_What the exercise asks_
Repeat word for word the stretch of the Elon Musk text below from "Musk spent two" through "earlier that year.".

_Study text_
• • •

His own father’s statement about Musk’s younger years should induce instant vomiting from those who worship him most:


From the Independent: As a result of this, the teenage Elon Musk once walked the streets of New York with emeralds in his pocket. His father said: “We were very wealthy. We had so much money at times we couldn’t even close our safe,” adding that one person would have to hold the money in place with another closing the door. “And then there’d still be all these notes sticking out and we’d sort of pull them out and put them in our pockets.”


Tesla worked to insulate itself from Musk’s apparent inattentiveness and impulsivity, but it didn’t always work.


That’s when we get to one of the lowest points in Musk’s public life.


Musk spent two years doing damage control after an alleged mental breakdown following the 2019 Cybertruck reveal in which the vehicle’s “bulletproof” window shattered on stage.


“It is literally bulletproof to a nine-millimeter handgun, that’s how strong it is,” Musk said when revealing the concept earlier that year.

• • •

_Data supplied_
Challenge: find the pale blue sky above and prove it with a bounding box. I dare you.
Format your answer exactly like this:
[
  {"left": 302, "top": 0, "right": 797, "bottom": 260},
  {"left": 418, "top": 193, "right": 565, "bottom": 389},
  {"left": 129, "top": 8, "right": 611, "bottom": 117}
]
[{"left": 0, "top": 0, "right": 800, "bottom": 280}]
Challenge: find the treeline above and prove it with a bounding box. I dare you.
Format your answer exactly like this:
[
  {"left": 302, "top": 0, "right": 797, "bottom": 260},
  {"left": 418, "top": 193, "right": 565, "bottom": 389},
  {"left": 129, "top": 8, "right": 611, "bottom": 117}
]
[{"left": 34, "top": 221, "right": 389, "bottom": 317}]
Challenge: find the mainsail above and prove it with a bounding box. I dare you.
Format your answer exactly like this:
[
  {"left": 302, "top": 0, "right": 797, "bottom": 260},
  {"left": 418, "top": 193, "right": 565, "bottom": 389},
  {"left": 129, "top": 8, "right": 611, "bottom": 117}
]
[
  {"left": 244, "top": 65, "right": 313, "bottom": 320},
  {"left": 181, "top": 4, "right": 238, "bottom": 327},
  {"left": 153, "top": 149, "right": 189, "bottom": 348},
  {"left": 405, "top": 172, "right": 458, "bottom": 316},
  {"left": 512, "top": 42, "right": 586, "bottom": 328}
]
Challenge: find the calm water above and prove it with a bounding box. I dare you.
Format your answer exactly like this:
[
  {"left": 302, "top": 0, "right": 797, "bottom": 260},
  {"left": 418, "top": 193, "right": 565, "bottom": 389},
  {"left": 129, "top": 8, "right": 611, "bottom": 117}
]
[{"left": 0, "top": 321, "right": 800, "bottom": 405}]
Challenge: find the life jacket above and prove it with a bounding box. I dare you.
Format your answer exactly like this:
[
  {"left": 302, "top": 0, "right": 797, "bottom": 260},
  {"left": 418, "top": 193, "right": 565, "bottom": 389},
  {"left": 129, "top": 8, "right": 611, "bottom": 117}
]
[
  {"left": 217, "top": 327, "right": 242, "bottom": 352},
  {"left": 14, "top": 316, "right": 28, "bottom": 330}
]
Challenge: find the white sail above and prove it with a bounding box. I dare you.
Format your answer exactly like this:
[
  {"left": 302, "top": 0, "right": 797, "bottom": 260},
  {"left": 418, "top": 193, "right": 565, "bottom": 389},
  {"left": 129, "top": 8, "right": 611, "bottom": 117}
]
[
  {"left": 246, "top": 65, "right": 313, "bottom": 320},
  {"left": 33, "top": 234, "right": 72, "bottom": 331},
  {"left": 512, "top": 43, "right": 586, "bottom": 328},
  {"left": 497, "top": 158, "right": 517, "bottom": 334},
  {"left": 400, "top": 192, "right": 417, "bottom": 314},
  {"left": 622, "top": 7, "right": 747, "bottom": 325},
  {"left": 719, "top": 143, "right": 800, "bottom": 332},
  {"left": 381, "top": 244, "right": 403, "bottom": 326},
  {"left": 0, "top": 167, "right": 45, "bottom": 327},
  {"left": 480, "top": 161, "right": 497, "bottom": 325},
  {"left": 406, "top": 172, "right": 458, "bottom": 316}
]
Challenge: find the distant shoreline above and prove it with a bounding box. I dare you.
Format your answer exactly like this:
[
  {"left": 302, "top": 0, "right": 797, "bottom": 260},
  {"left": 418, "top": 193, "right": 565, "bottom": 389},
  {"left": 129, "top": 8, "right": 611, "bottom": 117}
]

• • •

_Exercise solution_
Musk spent two years doing damage control after an alleged mental breakdown following the 2019 Cybertruck reveal in which the vehicle’s “bulletproof” window shattered on stage.


“It is literally bulletproof to a nine-millimeter handgun, that’s how strong it is,” Musk said when revealing the concept earlier that year.